§ **Document section**
*** Block opens ***
Thursday, April 3, 2014

P.Z. Myers, Human Life, and Bodily Fluids

Where our thinking goes – especially our thinking about who we are as humans - so too will go society.

  • Last week the Telegraph reported that the remains of over 15,000 aborted babies have been incinerated as clinical waste over the past two years in the UK, with some of them having been used in “waste-to-energy” plants that produce power for heat:

In response to this news, evolutionist P.Z. Myers wrote:

  • I’m not in the least disturbed by the fact that patients were not consulted on how their dead fetus was disposed. When you go in for an operation, are you concerned about what is done with the bloody towels afterwards, or how your appendix or tonsils or excised cyst are treated? Did you think there was some special room deep in the bowels of the institution where they were reverently interred, attended by a weeping chaplain who said a few kind words over your precious bodily fluids? Nope. They’re sealed up in a bag, dealt with according to appropriate protocols for medical waste, and incinerated. Get over it.

Myers refuses to acknowledge that there is a profound distinction between human life and body tissue, and this confusion will inevitably lead to profound moral and legal changes. It already has.
*** Block closes ***
§ **Extracted entries**
*** Block opens ***
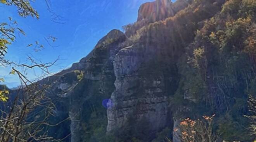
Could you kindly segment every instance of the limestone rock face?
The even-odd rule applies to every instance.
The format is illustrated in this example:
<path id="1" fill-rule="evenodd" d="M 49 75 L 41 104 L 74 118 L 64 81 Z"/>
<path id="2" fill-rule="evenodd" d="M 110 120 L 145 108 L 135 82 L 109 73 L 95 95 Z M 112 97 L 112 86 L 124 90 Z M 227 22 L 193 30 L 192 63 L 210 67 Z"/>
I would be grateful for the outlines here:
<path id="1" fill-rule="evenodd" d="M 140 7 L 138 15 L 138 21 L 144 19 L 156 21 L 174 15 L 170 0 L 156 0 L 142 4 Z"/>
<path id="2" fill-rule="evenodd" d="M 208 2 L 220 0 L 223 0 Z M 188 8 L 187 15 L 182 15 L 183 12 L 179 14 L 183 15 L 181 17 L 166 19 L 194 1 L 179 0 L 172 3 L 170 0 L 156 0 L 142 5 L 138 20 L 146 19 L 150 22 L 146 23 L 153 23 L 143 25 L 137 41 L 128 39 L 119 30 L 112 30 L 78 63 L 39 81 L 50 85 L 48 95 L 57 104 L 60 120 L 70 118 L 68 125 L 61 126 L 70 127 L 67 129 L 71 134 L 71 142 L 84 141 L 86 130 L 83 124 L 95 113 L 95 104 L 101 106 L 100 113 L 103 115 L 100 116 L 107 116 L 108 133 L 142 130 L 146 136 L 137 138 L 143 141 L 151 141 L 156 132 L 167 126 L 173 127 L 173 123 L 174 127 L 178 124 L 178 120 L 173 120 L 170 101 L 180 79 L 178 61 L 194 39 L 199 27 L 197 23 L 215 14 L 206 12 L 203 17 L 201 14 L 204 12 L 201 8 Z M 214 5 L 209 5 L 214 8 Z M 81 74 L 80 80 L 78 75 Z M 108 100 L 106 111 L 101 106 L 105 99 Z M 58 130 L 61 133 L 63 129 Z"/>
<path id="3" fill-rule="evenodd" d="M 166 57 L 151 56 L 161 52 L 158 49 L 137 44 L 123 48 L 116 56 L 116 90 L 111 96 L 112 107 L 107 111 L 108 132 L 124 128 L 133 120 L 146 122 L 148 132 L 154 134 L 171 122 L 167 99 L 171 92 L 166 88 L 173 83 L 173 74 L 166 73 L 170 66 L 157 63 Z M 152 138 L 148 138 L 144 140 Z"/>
*** Block closes ***
*** Block opens ***
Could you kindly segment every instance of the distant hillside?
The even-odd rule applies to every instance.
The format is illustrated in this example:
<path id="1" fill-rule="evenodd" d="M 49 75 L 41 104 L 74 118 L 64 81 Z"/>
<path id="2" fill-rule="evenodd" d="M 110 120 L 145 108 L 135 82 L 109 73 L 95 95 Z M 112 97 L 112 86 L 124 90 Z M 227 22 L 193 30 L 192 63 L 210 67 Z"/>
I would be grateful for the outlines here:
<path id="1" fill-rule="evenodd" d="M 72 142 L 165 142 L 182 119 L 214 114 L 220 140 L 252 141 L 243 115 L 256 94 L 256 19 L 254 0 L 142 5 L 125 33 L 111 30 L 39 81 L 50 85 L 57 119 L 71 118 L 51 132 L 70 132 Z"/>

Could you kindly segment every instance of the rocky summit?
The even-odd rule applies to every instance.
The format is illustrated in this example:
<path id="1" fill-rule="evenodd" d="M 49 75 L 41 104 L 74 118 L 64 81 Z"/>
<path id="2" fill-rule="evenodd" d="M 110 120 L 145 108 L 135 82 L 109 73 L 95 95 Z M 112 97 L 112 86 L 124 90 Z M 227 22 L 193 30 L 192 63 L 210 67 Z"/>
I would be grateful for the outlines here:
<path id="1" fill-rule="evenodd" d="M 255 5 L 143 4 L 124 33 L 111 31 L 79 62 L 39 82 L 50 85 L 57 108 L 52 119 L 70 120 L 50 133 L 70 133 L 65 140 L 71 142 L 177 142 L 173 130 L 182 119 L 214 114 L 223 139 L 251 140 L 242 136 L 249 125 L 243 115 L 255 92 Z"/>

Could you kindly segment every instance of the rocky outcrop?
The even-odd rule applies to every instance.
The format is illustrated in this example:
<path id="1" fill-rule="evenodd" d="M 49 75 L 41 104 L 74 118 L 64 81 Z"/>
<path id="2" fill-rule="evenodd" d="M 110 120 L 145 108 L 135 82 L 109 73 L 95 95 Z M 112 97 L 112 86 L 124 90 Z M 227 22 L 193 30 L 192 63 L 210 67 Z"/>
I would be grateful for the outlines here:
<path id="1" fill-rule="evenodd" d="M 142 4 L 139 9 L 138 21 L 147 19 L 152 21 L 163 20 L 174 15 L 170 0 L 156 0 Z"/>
*** Block closes ***
§ **Directions**
1. Using the post above about P.Z. Myers and human life, say whether each statement agrees with it. Answer yes or no for each, and quote the words from the post that decide it.
(a) The Telegraph reported that the remains of more than 15,000 aborted babies were incinerated in the UK over two years.
(b) Myers says he is disturbed that patients were not consulted.
(c) Some of the remains were used in plants that produce power for heat.
2. Please answer these questions from the post above about P.Z. Myers and human life.
(a) On what date was the post written?
(b) According to Myers, what happens to medical waste after it is sealed in a bag?
(c) What distinction does the writer say Myers refuses to acknowledge?
3. Go on writing the post above about P.Z. Myers and human life, starting after its final sentence.

§ **Answers for the exercise**
1.
(a) Yes: "the remains of over 15,000 aborted babies have been incinerated as clinical waste over the past two years in the UK"
(b) No: "I’m not in the least disturbed by the fact that patients were not consulted on how their dead fetus was disposed."
(c) Yes: "some of them having been used in “waste-to-energy” plants that produce power for heat"

2.
(a) Thursday, April 3, 2014.
(b) It is dealt with according to appropriate protocols for medical waste, and then it is incinerated.
(c) The distinction between human life and body tissue.

3.
If there is nothing sacred about the pre-born, then there is nothing sacred about the post-born. As a result, certain lives are now considered expendable – the elderly, the mentally or physically impaired, and other social undesirables, mere “bodily fluids.” After all, if the pre-born are mere “bodily fluids,” why should these others be anything more than that!

And do not think that this slow erosion of human dignity will stop at voluntary euthanasia. If the elderly are nothing more than a sack of bodily fluids, how long will this society justify designating valuable resources for their care? Not long!

We are entering into a fearful new world in which our value is socially – not divinely – constructed, resting upon the whim or good favor of the social moment to determine our value. This value might rest upon some consideration of our intelligence, productivity, sexual vitality or even our party affiliation.

However, value can no longer rest upon the notion that we are all created in the image of God and consequently possess certain unalienable rights. Instead, secular materialism will find that it cannot sustain such a notion of equality. Why not? Materialism cannot provide a basis for equality. From a physical point of view, we are not equal. Some are educated and productive; others are not. Some are healthy and strong; others are not. Some are regarded as a credit to society; others are seen as an unwanted cost. What then becomes of our notion of “equal rights” if there is no true equality? Why should they remain equal? Perhaps those deemed with greater value should have more rights?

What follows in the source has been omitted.